• **Dataset extract**
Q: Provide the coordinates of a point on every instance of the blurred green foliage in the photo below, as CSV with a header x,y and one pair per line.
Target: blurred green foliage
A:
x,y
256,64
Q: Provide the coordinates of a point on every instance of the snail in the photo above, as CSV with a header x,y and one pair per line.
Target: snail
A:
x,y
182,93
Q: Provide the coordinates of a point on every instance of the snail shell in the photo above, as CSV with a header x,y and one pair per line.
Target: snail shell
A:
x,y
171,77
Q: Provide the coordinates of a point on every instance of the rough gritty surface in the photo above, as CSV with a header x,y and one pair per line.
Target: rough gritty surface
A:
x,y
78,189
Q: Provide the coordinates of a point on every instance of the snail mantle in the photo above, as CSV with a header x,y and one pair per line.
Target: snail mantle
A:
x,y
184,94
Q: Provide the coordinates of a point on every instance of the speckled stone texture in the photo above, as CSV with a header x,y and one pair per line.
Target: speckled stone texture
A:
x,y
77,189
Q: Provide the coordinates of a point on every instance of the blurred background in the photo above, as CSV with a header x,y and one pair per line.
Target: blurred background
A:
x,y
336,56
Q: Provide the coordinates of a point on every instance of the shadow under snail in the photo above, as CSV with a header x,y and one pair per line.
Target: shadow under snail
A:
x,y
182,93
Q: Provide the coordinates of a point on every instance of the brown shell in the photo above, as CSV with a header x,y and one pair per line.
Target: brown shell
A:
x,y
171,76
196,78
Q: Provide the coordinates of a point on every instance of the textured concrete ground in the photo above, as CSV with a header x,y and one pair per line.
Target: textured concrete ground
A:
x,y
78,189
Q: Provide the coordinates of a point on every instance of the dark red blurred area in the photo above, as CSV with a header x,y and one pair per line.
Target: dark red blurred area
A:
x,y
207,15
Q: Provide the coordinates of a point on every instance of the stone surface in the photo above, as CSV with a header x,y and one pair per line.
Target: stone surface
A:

• **Set problem**
Duplicate the lines above exactly, from the line with "the snail mantle" through the last line.

• **Correct result**
Q: Provide the coordinates of a point on every instance of the snail mantle in the photo above, as CSV with a header x,y and one pair per line.
Target: snail mantle
A:
x,y
184,94
Q: Provide the coordinates of a point on every instance of the speckled stone texture in the photo above, as CSV with a header x,y and one pair per line.
Target: speckled stone texture
A:
x,y
77,189
Q: Provide the coordinates of a point on every instance of the blurred background in the photo above, as CSV with a header x,y and one pair per line.
Target: blurred background
A:
x,y
336,56
Q: Provide the coordinates of a point on every instance of the shadow under snail in the photo above, as CSV with a header x,y and one pair per line.
Target: shadow under snail
A:
x,y
182,93
Q: Provide the coordinates of a point on every instance of the brown shell in the photo above, as CSV with a header x,y and one pair per line.
Target: brown shell
A:
x,y
171,76
196,78
Q: Provide the coordinates of a point on every instance of the textured concrete ground in the photo above, as CSV with a header x,y and one pair per line.
Target: textured concrete ground
A:
x,y
78,189
Q: Provide the coordinates of a point on every instance of the dark red blurred area in the photo above, as CSV with a header x,y and one pair per line.
Target: dark red blurred area
A:
x,y
207,15
Q: Provide the coordinates of a point on every instance of the stone surface in the photo above, as CSV with a header x,y and one pair per line.
Target: stone surface
A:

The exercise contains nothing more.